**Recorded information**:
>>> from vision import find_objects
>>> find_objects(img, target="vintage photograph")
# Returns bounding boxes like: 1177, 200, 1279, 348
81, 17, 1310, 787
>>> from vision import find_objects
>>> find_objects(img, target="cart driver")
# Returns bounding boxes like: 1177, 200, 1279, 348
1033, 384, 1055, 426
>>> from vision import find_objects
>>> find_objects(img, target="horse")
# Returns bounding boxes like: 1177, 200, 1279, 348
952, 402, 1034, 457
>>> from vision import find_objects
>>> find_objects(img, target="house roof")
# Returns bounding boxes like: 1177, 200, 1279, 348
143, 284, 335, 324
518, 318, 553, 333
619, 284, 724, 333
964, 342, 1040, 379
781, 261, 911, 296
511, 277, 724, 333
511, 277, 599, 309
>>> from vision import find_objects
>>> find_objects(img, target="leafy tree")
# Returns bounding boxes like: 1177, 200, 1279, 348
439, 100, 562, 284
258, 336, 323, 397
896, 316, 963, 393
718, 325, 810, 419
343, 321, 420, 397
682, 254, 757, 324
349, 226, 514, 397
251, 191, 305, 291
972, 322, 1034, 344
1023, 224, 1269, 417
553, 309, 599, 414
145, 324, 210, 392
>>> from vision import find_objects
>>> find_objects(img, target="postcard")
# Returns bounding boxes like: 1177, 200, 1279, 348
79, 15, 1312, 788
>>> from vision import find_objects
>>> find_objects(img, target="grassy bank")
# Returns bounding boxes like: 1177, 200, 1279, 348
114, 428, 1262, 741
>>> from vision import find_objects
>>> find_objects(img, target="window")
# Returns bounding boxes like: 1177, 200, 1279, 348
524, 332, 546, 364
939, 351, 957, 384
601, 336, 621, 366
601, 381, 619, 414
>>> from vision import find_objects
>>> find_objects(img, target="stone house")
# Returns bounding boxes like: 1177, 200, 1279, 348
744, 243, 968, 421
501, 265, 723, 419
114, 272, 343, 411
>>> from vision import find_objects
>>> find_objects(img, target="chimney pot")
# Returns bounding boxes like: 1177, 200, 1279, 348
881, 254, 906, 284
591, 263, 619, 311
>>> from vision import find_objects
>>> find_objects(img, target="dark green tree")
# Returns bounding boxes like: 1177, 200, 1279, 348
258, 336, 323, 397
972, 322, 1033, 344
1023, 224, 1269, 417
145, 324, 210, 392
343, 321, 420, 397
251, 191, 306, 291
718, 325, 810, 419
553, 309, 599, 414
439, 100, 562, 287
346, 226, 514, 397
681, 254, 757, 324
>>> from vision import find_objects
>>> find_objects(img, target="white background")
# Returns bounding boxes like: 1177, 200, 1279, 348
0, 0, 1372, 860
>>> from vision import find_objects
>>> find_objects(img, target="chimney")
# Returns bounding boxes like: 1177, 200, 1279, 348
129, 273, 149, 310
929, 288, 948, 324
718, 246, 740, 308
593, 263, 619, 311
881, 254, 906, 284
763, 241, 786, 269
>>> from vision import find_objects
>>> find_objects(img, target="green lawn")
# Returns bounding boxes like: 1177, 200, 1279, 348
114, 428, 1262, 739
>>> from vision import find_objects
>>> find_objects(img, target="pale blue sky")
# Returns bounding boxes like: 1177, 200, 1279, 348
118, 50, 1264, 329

**Exercise aim**:
Print the entire listing above again, line for line, with no changes.

**Result for this exercise**:
>>> from vision import find_objects
>>> find_objects(img, target="vintage photograph")
# Returns bounding boxes like: 1177, 200, 1279, 348
81, 17, 1310, 787
>>> from vision import find_objects
>>> find_objects(img, target="cart driver")
# Returns bounding boxes like: 1177, 200, 1279, 348
1033, 384, 1055, 426
>>> from vision import find_objects
>>> find_objects(img, target="horse")
# Returns bounding boxes like: 1177, 200, 1279, 348
952, 402, 1034, 457
>>> from vision import find_objects
>>> find_objects(img, target="house roof")
# Returns bounding boxes like: 1177, 200, 1279, 348
143, 284, 335, 324
518, 318, 553, 333
619, 284, 724, 333
964, 342, 1040, 379
781, 261, 911, 296
511, 277, 724, 333
511, 277, 599, 309
>>> from vision import find_objects
>>> find_objects(img, target="leafy tree")
# Returns bounding boxes like: 1177, 200, 1279, 348
439, 100, 562, 284
258, 336, 323, 397
896, 316, 963, 393
718, 325, 810, 419
343, 321, 420, 397
682, 254, 757, 324
349, 226, 514, 397
251, 191, 305, 291
972, 322, 1034, 344
1023, 224, 1269, 417
553, 309, 599, 414
145, 324, 210, 392
>>> from vision import find_objects
>>> find_objects(img, target="postcard")
# Returns bounding boxes like: 1177, 200, 1279, 348
79, 15, 1312, 788
>>> from vision import find_objects
>>> find_objects(img, target="grassy bank")
# Returns bounding boxes like: 1177, 200, 1279, 348
114, 428, 1262, 741
>>> from vision import find_objects
>>> find_objects(img, target="window")
# Returns bounding boxes like: 1177, 200, 1279, 348
524, 332, 546, 364
939, 351, 957, 384
601, 336, 621, 366
601, 381, 619, 414
>>> from vision import find_objects
>>> find_objects(img, target="stone house")
# Returns bounding boxes like: 1177, 200, 1279, 348
744, 243, 968, 421
501, 265, 723, 419
114, 272, 343, 411
>>> from vision import find_objects
>>> find_objects(img, target="chimney pot")
# Returns bounding boxes like: 1177, 200, 1279, 348
881, 254, 906, 284
591, 263, 619, 311
>>> from vision import find_objects
>>> find_objects(img, target="dark green tree")
# Returns bounding boxes like: 1177, 200, 1279, 348
258, 336, 323, 397
972, 322, 1033, 344
1023, 224, 1269, 417
145, 324, 210, 392
343, 321, 420, 397
251, 191, 306, 291
718, 325, 810, 419
553, 309, 599, 414
439, 100, 562, 287
346, 226, 514, 397
681, 254, 757, 324
>>> from vision import find_objects
>>> find_objects(img, target="white background")
# Returns bounding boxes like: 1177, 200, 1279, 348
0, 0, 1372, 860
>>> from vision import find_objects
>>> find_objects(img, target="chimney")
# Returns bounding boxes like: 1177, 200, 1279, 348
129, 273, 149, 310
929, 288, 948, 324
718, 246, 740, 308
593, 263, 619, 311
881, 254, 906, 284
763, 241, 786, 269
>>> from vision import find_objects
>>> find_objects(img, target="green lawn")
# Returns bounding boxes like: 1177, 200, 1279, 348
114, 428, 1262, 739
>>> from vision import find_objects
>>> find_objects(img, target="pale blue sky")
# Returns bounding boxes like: 1177, 200, 1279, 348
118, 50, 1264, 329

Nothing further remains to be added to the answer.